* **Challenge 1**: In the annotated coordinate entries below, repeat verbatim everything from the line containing "Detection annotation — mark the sunlit" down to the end of the entries, including both ends. Omit the pictures.

* **Document passage**:
════

Very little united South Africans at the dawn of their democratic transition, but if there was anything – other than the desire to avert a civil war – it was a yearning for political accountability and service delivery.
Yet by 2013, public opinion across the political spectrum agreed there was both a lack of accountability and a general shortfall in service delivery. How did this come to pass? asks Adam Habib.
There are four distinct causes of the malaise in the public service, only two of which are identified by the National Planning Commission’s Development Plan: Vision for 2030
Affirmative action, cadre deployment and the corporate ethic in the civil service
The Planning Commission recognises (the) problem, but does not comprehensively address the challenge posed by the conflict between appointing a civil service only on merit and one that is demographically representative. These goals are not mutually exclusive, but are in tension, at least temporarily, in a society where skill sets remain largely racially defined as a result of the past’s segregated education.
It is too simplistic to blame affirmative action for the state of our public service. Rather, it is its coupling with conservative macroeconomic policies and the creep of corporate principles into the public service that generated the current state of affairs.
Any transfer of skills and capacity involves two distinct processes: training and mentorship. The adoption of the Growth, Employment and Redistribution Strategy (Gear) circumvented this. Gear required cuts in state expenditure and a reduction in the numbers of state employees at the very moment at which the state had to be demographically transformed.
As black staff were being recruited to the civil service, mostly white incumbents were being allowed and even encouraged to leave. This sabotaged the skills-transfer process. The very people who could have played the role of mentors were no longer in the public service and black recruits, particularly newly qualified young graduates, were set up for failure as they entered the public service.
This process has played out particularly tragically in the education sector. Driven by a desire to cut costs, the education department began to retrench teachers in the second half of the 1990s, offering a voluntary severance package to teachers. Not surprisingly, the best teachers in the system took up the offer, leaving the least qualified teachers in the system. Similar implosions have played out in department after department in the post-apartheid state.

════

Annotated coordinate records
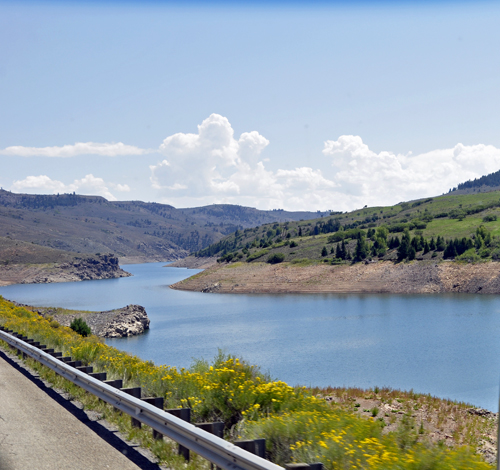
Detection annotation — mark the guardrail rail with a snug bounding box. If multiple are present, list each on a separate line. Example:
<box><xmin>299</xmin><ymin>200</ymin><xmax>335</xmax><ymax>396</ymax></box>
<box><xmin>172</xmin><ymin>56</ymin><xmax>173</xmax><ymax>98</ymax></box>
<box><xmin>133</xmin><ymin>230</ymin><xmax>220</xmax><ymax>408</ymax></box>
<box><xmin>0</xmin><ymin>326</ymin><xmax>292</xmax><ymax>470</ymax></box>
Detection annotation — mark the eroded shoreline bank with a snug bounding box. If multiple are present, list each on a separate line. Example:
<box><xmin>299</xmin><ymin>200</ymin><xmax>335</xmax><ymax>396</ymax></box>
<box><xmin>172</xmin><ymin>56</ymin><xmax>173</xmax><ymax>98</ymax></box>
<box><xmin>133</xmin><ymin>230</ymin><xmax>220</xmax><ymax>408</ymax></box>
<box><xmin>170</xmin><ymin>261</ymin><xmax>500</xmax><ymax>294</ymax></box>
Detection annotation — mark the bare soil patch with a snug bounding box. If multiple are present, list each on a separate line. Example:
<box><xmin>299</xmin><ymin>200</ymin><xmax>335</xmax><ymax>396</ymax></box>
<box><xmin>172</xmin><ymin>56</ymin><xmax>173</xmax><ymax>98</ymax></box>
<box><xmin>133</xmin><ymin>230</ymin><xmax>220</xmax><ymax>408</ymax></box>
<box><xmin>170</xmin><ymin>261</ymin><xmax>500</xmax><ymax>294</ymax></box>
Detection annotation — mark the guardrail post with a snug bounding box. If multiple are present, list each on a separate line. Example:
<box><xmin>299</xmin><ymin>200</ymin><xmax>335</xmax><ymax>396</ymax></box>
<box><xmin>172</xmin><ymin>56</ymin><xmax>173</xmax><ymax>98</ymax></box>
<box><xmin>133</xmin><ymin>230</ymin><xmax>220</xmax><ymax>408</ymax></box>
<box><xmin>165</xmin><ymin>408</ymin><xmax>191</xmax><ymax>462</ymax></box>
<box><xmin>121</xmin><ymin>387</ymin><xmax>142</xmax><ymax>428</ymax></box>
<box><xmin>309</xmin><ymin>462</ymin><xmax>323</xmax><ymax>470</ymax></box>
<box><xmin>195</xmin><ymin>422</ymin><xmax>224</xmax><ymax>470</ymax></box>
<box><xmin>89</xmin><ymin>372</ymin><xmax>108</xmax><ymax>382</ymax></box>
<box><xmin>142</xmin><ymin>397</ymin><xmax>165</xmax><ymax>439</ymax></box>
<box><xmin>285</xmin><ymin>462</ymin><xmax>323</xmax><ymax>470</ymax></box>
<box><xmin>234</xmin><ymin>439</ymin><xmax>268</xmax><ymax>458</ymax></box>
<box><xmin>285</xmin><ymin>463</ymin><xmax>310</xmax><ymax>470</ymax></box>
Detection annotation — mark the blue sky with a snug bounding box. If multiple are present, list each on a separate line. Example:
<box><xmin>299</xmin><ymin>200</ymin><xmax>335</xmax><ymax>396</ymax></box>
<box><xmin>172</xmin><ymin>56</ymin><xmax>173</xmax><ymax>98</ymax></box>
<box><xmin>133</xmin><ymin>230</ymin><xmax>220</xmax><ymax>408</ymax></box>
<box><xmin>0</xmin><ymin>1</ymin><xmax>500</xmax><ymax>210</ymax></box>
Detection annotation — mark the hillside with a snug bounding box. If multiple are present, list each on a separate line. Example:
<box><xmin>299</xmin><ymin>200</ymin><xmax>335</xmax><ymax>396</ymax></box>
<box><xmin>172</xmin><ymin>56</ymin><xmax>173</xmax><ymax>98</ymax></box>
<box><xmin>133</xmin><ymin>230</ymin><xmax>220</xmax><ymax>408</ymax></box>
<box><xmin>0</xmin><ymin>190</ymin><xmax>328</xmax><ymax>261</ymax></box>
<box><xmin>188</xmin><ymin>191</ymin><xmax>500</xmax><ymax>262</ymax></box>
<box><xmin>0</xmin><ymin>237</ymin><xmax>130</xmax><ymax>285</ymax></box>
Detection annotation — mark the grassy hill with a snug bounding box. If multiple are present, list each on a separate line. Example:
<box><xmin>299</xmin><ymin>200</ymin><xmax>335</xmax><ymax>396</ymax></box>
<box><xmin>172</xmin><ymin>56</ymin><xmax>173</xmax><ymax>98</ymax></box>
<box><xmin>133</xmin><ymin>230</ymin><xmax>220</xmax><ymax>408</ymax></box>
<box><xmin>0</xmin><ymin>190</ymin><xmax>328</xmax><ymax>259</ymax></box>
<box><xmin>195</xmin><ymin>191</ymin><xmax>500</xmax><ymax>264</ymax></box>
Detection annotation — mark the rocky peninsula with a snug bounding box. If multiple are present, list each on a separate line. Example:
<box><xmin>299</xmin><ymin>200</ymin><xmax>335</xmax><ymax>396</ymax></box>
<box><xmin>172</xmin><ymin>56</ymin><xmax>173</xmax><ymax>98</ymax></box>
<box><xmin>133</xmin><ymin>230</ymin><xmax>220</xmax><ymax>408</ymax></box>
<box><xmin>0</xmin><ymin>254</ymin><xmax>131</xmax><ymax>286</ymax></box>
<box><xmin>170</xmin><ymin>260</ymin><xmax>500</xmax><ymax>294</ymax></box>
<box><xmin>33</xmin><ymin>305</ymin><xmax>150</xmax><ymax>338</ymax></box>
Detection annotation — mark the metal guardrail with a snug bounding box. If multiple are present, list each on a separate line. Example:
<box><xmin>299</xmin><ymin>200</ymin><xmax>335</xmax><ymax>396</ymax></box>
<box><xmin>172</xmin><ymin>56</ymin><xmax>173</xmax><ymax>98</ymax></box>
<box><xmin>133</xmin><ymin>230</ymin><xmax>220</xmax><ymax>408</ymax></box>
<box><xmin>0</xmin><ymin>330</ymin><xmax>284</xmax><ymax>470</ymax></box>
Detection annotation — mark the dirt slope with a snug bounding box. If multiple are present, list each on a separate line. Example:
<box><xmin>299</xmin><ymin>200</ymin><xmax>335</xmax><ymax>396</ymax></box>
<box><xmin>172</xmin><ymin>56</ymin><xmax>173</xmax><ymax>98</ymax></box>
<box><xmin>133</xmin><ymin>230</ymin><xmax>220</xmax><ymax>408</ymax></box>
<box><xmin>171</xmin><ymin>261</ymin><xmax>500</xmax><ymax>294</ymax></box>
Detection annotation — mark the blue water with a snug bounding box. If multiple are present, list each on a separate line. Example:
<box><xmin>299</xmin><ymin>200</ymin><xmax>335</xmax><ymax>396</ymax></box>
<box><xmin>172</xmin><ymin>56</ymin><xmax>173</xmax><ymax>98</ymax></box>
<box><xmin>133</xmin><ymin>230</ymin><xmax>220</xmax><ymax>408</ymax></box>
<box><xmin>0</xmin><ymin>263</ymin><xmax>500</xmax><ymax>411</ymax></box>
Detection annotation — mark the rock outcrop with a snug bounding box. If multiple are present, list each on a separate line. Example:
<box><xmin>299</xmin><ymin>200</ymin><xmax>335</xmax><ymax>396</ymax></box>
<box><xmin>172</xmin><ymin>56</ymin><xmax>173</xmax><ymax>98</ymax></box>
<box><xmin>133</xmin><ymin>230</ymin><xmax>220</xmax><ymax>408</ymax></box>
<box><xmin>170</xmin><ymin>261</ymin><xmax>500</xmax><ymax>294</ymax></box>
<box><xmin>46</xmin><ymin>305</ymin><xmax>150</xmax><ymax>338</ymax></box>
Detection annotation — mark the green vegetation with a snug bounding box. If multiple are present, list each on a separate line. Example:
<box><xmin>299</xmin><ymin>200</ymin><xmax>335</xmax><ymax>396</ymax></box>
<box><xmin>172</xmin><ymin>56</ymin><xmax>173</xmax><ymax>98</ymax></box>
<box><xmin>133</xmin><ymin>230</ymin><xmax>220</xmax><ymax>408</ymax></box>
<box><xmin>0</xmin><ymin>190</ymin><xmax>326</xmax><ymax>263</ymax></box>
<box><xmin>195</xmin><ymin>191</ymin><xmax>500</xmax><ymax>264</ymax></box>
<box><xmin>0</xmin><ymin>298</ymin><xmax>493</xmax><ymax>470</ymax></box>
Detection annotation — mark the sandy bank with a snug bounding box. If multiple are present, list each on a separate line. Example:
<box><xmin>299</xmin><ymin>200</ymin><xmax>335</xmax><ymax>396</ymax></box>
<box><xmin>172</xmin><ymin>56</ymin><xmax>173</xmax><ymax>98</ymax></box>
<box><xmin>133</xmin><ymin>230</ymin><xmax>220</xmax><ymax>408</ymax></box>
<box><xmin>170</xmin><ymin>261</ymin><xmax>500</xmax><ymax>294</ymax></box>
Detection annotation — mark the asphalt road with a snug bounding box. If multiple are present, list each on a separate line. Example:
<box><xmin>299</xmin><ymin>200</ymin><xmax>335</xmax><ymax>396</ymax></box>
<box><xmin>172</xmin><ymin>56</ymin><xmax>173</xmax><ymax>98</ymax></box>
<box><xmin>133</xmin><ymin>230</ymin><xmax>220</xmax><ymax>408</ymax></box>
<box><xmin>0</xmin><ymin>352</ymin><xmax>159</xmax><ymax>470</ymax></box>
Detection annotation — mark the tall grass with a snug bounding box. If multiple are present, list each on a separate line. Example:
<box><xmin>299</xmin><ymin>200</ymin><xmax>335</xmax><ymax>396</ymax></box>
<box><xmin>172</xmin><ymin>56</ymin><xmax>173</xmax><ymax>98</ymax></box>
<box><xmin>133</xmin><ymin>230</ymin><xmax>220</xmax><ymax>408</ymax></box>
<box><xmin>0</xmin><ymin>297</ymin><xmax>492</xmax><ymax>470</ymax></box>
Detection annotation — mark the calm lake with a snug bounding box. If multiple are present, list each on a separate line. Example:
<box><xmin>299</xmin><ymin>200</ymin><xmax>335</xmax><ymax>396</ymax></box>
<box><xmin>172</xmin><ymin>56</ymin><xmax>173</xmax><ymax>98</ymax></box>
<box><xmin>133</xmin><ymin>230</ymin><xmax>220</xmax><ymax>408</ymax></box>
<box><xmin>0</xmin><ymin>263</ymin><xmax>500</xmax><ymax>411</ymax></box>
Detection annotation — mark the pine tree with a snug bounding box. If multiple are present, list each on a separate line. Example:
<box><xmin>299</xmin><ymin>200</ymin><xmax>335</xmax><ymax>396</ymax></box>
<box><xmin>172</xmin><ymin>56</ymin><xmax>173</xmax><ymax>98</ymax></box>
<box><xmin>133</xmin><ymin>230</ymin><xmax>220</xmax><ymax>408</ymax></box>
<box><xmin>429</xmin><ymin>237</ymin><xmax>436</xmax><ymax>251</ymax></box>
<box><xmin>436</xmin><ymin>235</ymin><xmax>446</xmax><ymax>251</ymax></box>
<box><xmin>354</xmin><ymin>235</ymin><xmax>368</xmax><ymax>261</ymax></box>
<box><xmin>398</xmin><ymin>229</ymin><xmax>415</xmax><ymax>261</ymax></box>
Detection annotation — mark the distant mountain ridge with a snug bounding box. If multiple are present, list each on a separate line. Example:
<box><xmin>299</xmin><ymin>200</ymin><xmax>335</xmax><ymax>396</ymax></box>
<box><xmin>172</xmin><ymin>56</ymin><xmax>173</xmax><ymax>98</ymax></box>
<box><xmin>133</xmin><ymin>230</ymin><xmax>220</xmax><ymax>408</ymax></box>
<box><xmin>0</xmin><ymin>190</ymin><xmax>328</xmax><ymax>261</ymax></box>
<box><xmin>450</xmin><ymin>170</ymin><xmax>500</xmax><ymax>194</ymax></box>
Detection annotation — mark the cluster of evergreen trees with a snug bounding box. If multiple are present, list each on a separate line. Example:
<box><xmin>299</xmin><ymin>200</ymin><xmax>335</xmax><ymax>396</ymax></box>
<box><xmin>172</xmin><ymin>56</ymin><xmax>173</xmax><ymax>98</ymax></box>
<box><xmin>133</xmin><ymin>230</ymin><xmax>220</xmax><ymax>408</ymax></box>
<box><xmin>328</xmin><ymin>226</ymin><xmax>492</xmax><ymax>261</ymax></box>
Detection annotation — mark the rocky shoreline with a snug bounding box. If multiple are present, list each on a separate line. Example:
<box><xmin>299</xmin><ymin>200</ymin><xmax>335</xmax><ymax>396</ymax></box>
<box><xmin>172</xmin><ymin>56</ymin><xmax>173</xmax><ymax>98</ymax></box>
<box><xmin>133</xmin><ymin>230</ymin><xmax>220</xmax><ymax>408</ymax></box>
<box><xmin>0</xmin><ymin>255</ymin><xmax>131</xmax><ymax>286</ymax></box>
<box><xmin>37</xmin><ymin>305</ymin><xmax>150</xmax><ymax>338</ymax></box>
<box><xmin>170</xmin><ymin>261</ymin><xmax>500</xmax><ymax>294</ymax></box>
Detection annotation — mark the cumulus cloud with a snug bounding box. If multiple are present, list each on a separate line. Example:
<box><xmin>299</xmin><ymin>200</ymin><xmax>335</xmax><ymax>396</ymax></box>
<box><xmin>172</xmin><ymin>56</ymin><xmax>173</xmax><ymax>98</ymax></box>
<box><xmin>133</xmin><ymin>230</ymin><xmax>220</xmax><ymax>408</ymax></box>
<box><xmin>150</xmin><ymin>114</ymin><xmax>500</xmax><ymax>210</ymax></box>
<box><xmin>150</xmin><ymin>114</ymin><xmax>270</xmax><ymax>198</ymax></box>
<box><xmin>323</xmin><ymin>135</ymin><xmax>500</xmax><ymax>207</ymax></box>
<box><xmin>0</xmin><ymin>142</ymin><xmax>150</xmax><ymax>158</ymax></box>
<box><xmin>11</xmin><ymin>174</ymin><xmax>130</xmax><ymax>201</ymax></box>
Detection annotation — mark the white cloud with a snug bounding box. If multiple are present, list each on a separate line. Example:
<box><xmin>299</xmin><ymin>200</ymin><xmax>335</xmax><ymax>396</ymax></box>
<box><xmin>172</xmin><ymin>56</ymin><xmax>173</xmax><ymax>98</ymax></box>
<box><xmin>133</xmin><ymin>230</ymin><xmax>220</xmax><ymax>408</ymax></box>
<box><xmin>323</xmin><ymin>136</ymin><xmax>500</xmax><ymax>207</ymax></box>
<box><xmin>0</xmin><ymin>142</ymin><xmax>150</xmax><ymax>158</ymax></box>
<box><xmin>150</xmin><ymin>114</ymin><xmax>269</xmax><ymax>202</ymax></box>
<box><xmin>150</xmin><ymin>114</ymin><xmax>500</xmax><ymax>210</ymax></box>
<box><xmin>11</xmin><ymin>174</ymin><xmax>130</xmax><ymax>201</ymax></box>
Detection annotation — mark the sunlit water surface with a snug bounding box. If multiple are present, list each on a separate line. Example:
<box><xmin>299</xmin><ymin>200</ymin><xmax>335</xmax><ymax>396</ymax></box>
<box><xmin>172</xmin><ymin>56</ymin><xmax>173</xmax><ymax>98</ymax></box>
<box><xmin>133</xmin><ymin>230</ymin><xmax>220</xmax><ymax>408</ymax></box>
<box><xmin>0</xmin><ymin>263</ymin><xmax>500</xmax><ymax>411</ymax></box>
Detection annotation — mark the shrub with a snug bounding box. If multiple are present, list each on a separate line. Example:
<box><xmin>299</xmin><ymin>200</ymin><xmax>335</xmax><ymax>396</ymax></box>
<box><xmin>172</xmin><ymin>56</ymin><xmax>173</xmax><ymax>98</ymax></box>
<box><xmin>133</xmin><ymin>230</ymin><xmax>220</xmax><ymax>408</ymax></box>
<box><xmin>69</xmin><ymin>318</ymin><xmax>92</xmax><ymax>337</ymax></box>
<box><xmin>247</xmin><ymin>250</ymin><xmax>268</xmax><ymax>263</ymax></box>
<box><xmin>267</xmin><ymin>253</ymin><xmax>285</xmax><ymax>264</ymax></box>
<box><xmin>455</xmin><ymin>248</ymin><xmax>481</xmax><ymax>263</ymax></box>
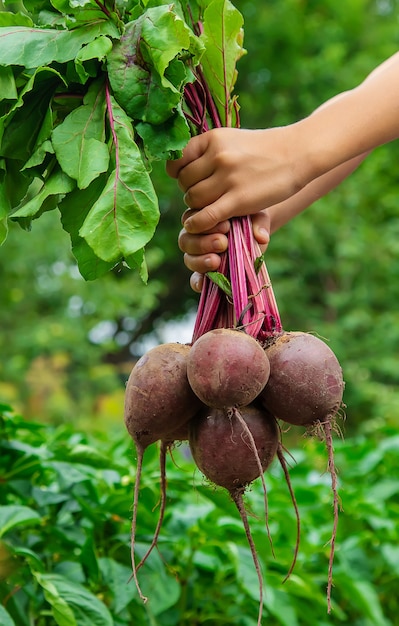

════

* **Challenge 2**: Continue the piece on South Africa's public service from the point where it stops.

* **Result 1**:
Detection annotation — mark the sunlit water surface with a snug bounding box. If multiple are present, list each on a separate line. Example:
<box><xmin>299</xmin><ymin>200</ymin><xmax>335</xmax><ymax>396</ymax></box>
<box><xmin>172</xmin><ymin>56</ymin><xmax>173</xmax><ymax>98</ymax></box>
<box><xmin>133</xmin><ymin>230</ymin><xmax>220</xmax><ymax>408</ymax></box>
<box><xmin>0</xmin><ymin>263</ymin><xmax>500</xmax><ymax>411</ymax></box>
Detection annotation — mark the shrub with a snug bounding box. If multiple are present, list each on a separate line. Example:
<box><xmin>299</xmin><ymin>200</ymin><xmax>335</xmax><ymax>396</ymax></box>
<box><xmin>172</xmin><ymin>56</ymin><xmax>173</xmax><ymax>98</ymax></box>
<box><xmin>133</xmin><ymin>230</ymin><xmax>220</xmax><ymax>408</ymax></box>
<box><xmin>69</xmin><ymin>318</ymin><xmax>92</xmax><ymax>337</ymax></box>
<box><xmin>247</xmin><ymin>250</ymin><xmax>268</xmax><ymax>263</ymax></box>
<box><xmin>267</xmin><ymin>253</ymin><xmax>285</xmax><ymax>264</ymax></box>
<box><xmin>455</xmin><ymin>248</ymin><xmax>481</xmax><ymax>263</ymax></box>

* **Result 2**:
Cadre deployment has further aggravated the situation, with the ANC establishing a committee to manage the deployment of cadres to the public service. Deployment happens in all countries, including democracies, and is permissible when confined to political appointments (ministers, deputy ministers) and the most senior levels of the public service (perhaps directors-general). But the deployment of cadres has extended across the entire apparatus of the state.
Post-Polokwane, this has been worsened by factional rather than cadre deployment. Party or even factional loyalty rather than skills become the criteria for state employment, leading to high staff turnover and loss of institutional memory.
Added to this has been the infusion of a corporate ethic into public institutions. To be fair, these new principles of public administration predated the ANC’s ascension to power and have included an expansion of managerial layers within the state, a growing inequality in the remuneration between public sector managers and employees, and the use of quantitative performance management systems uncritically adopted from the private sector. This meant quantitative benchmarks – to which annual bonuses were tied – were established for transformation targets.
One of many perverse consequences was that a public service manager would be rewarded for not appointing a white candidate to a vacancy, even if no black candidate was available, since employing a white candidate would compromise that manager’s transformation targets and annual bonus, despite the fact that such behaviour violates the spirit of South Africa’s Constitution.
Not only is the public service now saddled with employees who have severe deficiencies in their skill sets, but there are also too many individuals working for the state for other ends, including the procurement of state tenders. This has gone hand in hand with spreading corruption.
Blurred boundaries and lack of clarity between spheres of government
As the commission recognises, the blurred ?boundaries between spheres of government, and the lack of clarity in the lines of authority between them, are a serious impediment to the efficient functioning of the civil service.
It is worth noting that the lack of housing is one of the major causes of local protests.
Housing is, however, a provincial and national responsibility, but municipal authorities are almost always the ones targeted in housing protests.
This fact, together with daily examples of piecemeal planning (where, for instance, housing infrastructure is coordinated by provincial government without proper attention being given to the necessary water, electricity, sanitation and waste-removal infrastructure, all of which is managed by municipal authorities) suggests that there is a serious need for clarification in the roles and responsibilities of the various structures and spheres of government.
Corruption is the second causal factor recognised by the National Planning Commission, which bravely acknowledges that one of the biggest obstacles to this problem is the lack of political will.
It explicitly states that unless those who have been corrupt are dealt with efficiently and transparently, regardless of their political connections, state anti-corruption initiatives will never gain the legitimacy they need to succeed.
It will also be very difficult to develop an institutional culture within the civil service that challenges and exposes corruption.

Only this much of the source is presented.